What you need to do »
Resume the passage on age-based asset allocation and retirement investing, picking up right after its final sentence.

The “100 rule” has been a long-standing shortcut to finding the best asset allocation for your age. This rule states that you subtract your age from 100, and the result represents the percentage of your investments that you should invest in stocks. Recently, however, more financial advisors have modified the rule to 110 or even 120, recognizing increasing longevity.
People who are closer to retirement and didn’t have the opportunity to benefit from employer retirement plans and contributions have differing needs. As retirement nears, investors who have built up a substantial nest egg can shift a greater percentage of their assets to less risky investments that reliably provide income. In recent years, those have included steady dividend-paying stocks, as bonds have been more volatile, risky, and expensive than in years past. Those who need to catch up and save more to have enough to retire may need to accept more risk for greater reward as they approach retirement, shifting into safe investments only when retirement is imminent.

Data entries »
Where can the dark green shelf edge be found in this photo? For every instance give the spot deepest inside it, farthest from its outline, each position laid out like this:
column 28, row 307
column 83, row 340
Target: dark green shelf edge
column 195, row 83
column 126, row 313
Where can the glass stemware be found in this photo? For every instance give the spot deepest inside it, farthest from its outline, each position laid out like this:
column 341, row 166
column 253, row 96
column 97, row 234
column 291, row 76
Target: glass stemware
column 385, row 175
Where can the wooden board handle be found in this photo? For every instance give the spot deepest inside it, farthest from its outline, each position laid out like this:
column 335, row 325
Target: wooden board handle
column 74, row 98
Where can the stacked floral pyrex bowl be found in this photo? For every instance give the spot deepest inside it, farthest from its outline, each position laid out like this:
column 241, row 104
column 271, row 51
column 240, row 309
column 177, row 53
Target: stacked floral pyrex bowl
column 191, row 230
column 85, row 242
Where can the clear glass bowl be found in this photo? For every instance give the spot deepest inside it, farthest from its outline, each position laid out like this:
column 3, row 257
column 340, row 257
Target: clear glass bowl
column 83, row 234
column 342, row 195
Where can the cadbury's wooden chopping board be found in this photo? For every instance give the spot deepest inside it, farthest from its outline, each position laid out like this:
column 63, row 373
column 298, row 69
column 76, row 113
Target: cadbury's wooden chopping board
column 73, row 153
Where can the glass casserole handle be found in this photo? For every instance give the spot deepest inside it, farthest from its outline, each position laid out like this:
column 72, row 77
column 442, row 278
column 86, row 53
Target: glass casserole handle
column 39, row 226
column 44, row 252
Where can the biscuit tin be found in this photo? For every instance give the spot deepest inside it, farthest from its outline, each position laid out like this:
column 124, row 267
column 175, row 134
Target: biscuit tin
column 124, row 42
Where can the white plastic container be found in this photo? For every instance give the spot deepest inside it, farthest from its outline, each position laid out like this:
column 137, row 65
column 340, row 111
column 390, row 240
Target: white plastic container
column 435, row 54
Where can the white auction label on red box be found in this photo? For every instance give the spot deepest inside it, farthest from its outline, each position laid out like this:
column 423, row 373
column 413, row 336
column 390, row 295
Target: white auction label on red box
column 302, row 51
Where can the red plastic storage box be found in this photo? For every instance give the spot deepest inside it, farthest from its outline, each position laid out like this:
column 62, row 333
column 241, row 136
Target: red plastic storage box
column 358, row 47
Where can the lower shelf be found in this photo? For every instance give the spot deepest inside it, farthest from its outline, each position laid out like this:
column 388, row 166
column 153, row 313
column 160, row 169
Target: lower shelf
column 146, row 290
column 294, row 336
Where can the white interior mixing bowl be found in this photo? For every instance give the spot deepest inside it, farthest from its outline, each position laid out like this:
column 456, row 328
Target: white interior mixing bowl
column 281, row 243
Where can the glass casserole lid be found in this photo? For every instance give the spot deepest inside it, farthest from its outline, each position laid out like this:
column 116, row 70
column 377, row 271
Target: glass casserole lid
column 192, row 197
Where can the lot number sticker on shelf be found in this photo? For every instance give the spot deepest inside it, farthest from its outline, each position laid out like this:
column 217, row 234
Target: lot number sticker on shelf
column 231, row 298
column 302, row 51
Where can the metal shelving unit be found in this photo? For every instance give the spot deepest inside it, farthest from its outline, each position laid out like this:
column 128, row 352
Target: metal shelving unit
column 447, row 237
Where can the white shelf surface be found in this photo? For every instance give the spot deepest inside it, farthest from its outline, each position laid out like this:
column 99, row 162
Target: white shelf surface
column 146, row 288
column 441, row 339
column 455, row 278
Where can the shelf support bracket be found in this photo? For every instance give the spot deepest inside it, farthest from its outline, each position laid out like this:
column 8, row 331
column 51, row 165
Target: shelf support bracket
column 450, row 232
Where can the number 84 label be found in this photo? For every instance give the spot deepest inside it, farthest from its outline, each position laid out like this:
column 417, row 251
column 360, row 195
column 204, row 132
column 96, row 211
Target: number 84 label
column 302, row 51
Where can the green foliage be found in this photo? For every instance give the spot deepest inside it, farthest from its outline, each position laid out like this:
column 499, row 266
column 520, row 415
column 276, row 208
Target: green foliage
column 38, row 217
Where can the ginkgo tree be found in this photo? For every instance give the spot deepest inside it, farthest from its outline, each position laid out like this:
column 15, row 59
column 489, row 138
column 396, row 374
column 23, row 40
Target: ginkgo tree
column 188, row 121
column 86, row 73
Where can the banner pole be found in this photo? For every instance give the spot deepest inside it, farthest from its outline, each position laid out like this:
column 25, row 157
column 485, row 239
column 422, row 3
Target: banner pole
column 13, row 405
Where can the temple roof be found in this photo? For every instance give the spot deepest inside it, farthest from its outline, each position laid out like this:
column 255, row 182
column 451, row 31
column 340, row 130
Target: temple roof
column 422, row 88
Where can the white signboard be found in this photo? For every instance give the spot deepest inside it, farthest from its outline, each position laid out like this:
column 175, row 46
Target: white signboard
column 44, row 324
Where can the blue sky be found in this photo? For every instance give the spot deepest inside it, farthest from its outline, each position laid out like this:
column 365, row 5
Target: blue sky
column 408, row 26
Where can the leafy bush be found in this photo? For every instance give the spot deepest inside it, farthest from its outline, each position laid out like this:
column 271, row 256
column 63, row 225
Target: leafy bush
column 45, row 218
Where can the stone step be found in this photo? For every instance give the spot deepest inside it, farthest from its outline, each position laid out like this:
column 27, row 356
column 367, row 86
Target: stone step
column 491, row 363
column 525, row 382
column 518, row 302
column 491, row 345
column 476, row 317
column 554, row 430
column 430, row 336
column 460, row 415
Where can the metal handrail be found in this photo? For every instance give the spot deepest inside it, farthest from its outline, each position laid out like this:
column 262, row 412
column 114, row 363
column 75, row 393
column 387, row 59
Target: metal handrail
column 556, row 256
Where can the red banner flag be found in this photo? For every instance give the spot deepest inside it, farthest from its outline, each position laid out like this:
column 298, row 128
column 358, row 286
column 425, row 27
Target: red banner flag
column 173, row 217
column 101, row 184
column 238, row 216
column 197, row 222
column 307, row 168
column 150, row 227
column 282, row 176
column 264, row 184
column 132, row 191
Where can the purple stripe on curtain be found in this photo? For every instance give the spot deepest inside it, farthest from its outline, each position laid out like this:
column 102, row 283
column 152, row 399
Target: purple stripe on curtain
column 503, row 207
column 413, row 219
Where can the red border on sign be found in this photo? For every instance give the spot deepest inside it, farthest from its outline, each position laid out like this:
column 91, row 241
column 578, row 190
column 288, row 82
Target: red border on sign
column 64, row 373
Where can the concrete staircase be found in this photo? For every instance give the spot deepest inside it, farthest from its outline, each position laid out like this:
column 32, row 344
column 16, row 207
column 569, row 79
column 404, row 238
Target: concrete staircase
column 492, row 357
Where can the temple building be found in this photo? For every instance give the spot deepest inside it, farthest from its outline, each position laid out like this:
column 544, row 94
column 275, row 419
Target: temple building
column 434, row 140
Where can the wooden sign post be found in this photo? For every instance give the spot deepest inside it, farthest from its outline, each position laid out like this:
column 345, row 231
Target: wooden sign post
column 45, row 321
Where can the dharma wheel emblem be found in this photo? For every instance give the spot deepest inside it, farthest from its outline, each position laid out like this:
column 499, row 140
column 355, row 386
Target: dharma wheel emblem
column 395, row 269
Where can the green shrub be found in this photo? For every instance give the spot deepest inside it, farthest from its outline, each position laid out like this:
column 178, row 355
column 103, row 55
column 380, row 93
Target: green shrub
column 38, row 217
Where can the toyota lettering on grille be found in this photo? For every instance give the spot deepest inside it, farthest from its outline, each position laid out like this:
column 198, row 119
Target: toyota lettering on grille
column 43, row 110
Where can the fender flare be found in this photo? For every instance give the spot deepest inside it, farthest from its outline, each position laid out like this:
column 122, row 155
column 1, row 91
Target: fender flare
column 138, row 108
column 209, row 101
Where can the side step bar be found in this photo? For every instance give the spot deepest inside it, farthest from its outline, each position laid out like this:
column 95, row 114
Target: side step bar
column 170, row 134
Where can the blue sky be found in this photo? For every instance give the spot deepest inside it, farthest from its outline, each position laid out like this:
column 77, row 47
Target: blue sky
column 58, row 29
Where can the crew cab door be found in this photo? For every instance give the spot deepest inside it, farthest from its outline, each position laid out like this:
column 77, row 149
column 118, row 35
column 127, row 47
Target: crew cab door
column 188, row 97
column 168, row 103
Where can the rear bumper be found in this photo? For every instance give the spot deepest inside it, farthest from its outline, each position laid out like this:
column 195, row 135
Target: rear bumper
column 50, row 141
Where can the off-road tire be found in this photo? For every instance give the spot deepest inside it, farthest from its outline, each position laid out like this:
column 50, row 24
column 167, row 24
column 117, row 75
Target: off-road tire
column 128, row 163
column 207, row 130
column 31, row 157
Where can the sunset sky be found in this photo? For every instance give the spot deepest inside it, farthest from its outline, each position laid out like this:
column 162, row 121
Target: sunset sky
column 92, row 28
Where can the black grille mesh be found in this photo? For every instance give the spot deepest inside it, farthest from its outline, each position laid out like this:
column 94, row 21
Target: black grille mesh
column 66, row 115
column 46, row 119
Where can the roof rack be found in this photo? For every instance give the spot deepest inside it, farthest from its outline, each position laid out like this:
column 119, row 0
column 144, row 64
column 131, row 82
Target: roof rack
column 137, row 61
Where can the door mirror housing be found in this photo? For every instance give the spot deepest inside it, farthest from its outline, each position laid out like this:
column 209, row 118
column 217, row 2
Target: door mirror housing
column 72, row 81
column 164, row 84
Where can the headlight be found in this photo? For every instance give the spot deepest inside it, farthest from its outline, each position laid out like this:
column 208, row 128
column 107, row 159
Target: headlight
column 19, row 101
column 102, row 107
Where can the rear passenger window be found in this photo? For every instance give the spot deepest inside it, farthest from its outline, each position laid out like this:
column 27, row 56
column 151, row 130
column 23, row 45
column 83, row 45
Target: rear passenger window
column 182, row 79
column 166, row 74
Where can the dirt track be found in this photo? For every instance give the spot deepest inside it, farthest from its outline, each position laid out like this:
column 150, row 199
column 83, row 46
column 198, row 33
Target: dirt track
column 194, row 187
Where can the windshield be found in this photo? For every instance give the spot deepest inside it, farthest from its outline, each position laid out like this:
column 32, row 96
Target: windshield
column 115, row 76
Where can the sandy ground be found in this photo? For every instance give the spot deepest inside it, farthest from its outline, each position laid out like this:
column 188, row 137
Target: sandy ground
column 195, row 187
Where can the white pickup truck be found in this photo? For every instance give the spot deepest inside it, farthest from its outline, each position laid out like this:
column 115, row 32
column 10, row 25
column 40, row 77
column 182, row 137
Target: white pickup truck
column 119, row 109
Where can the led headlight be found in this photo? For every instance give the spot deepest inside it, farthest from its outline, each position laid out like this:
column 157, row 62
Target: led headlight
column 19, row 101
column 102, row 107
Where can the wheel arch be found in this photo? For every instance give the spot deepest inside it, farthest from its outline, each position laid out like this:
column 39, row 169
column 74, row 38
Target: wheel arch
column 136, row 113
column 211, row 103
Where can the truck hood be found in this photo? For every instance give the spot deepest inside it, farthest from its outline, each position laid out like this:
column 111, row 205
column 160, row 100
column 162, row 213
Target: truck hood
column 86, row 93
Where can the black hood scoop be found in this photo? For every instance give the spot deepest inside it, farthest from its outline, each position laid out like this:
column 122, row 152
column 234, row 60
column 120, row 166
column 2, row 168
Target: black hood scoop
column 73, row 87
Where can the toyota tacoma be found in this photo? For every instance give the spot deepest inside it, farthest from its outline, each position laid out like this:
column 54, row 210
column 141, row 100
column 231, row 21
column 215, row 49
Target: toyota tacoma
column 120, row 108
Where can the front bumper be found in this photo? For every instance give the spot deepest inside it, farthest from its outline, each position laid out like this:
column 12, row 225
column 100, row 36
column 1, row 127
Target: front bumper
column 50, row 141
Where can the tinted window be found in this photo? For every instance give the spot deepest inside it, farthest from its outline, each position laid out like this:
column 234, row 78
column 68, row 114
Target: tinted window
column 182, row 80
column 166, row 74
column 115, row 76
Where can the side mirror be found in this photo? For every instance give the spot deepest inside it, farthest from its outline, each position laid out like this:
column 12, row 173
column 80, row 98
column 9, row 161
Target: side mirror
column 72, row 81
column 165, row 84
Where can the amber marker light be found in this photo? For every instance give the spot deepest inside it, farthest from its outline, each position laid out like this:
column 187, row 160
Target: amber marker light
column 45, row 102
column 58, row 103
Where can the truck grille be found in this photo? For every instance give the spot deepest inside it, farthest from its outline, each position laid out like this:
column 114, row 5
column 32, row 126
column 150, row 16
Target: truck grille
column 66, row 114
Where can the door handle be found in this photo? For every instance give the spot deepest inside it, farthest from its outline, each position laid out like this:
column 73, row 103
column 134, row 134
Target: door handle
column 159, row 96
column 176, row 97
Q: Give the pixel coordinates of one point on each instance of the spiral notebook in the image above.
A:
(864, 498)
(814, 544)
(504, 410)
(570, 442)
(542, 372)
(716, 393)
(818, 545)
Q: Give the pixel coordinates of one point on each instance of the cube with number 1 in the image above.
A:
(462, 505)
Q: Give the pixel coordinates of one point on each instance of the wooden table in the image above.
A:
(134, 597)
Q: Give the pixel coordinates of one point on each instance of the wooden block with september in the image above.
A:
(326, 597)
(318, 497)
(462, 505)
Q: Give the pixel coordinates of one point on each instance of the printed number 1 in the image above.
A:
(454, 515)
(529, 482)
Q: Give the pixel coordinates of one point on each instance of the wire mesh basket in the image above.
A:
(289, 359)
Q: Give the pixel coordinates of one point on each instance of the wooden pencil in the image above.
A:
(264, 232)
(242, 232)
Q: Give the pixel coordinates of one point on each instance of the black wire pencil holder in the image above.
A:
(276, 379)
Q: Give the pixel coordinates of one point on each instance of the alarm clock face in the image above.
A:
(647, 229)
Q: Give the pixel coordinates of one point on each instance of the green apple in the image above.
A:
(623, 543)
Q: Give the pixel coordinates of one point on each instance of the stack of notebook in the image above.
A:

The answer »
Regardless of the asset allocation, meaning the percentage of money allotted to stocks, bonds, real estate, and annuities,retirement investments should be diversified. Funds that own a variety of stocks based on an investment philosophy (growth, value, balance, target date, etc.) should be mixed with real estate instruments like REITs and interest-bearing investments like quality bonds, CDs, or treasury notes. In volatile markets, assets of different types act as hedges against downturns elsewhere in the portfolio.
Your retirement portfolio is not the place for speculation or frequent trading. If you have enough money, you can open a separate brokerage account for that with a little extra money you can afford to lose.
There are a variety of calculators available to help you determine how much you’ll need in retirement. Accounting for rising health-care costs over longer lives should be a feature of any calculator you may use. Speak with a licensed, professional financial advisor to help you make good investment choices in appropriate proportions to ensure you don’t outlive your money.